Task goal: Copy the listing below word for word, line by line, with nothing changed.

___ Data section

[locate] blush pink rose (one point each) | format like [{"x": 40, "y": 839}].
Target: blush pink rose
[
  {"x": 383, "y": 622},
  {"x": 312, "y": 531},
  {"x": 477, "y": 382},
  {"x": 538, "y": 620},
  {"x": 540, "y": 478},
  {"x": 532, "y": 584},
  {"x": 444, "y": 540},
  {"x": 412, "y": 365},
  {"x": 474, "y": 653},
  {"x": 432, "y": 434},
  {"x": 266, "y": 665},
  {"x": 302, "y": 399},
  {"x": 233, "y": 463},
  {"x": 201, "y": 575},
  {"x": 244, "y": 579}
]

______

Task result:
[locate] blush pink rose (one point each) | format like [{"x": 40, "y": 839}].
Target: blush pink rose
[
  {"x": 383, "y": 622},
  {"x": 312, "y": 531},
  {"x": 477, "y": 382},
  {"x": 538, "y": 620},
  {"x": 540, "y": 478},
  {"x": 532, "y": 584},
  {"x": 444, "y": 540},
  {"x": 412, "y": 365},
  {"x": 474, "y": 653},
  {"x": 432, "y": 434},
  {"x": 266, "y": 665},
  {"x": 302, "y": 399},
  {"x": 233, "y": 463},
  {"x": 201, "y": 575},
  {"x": 244, "y": 579}
]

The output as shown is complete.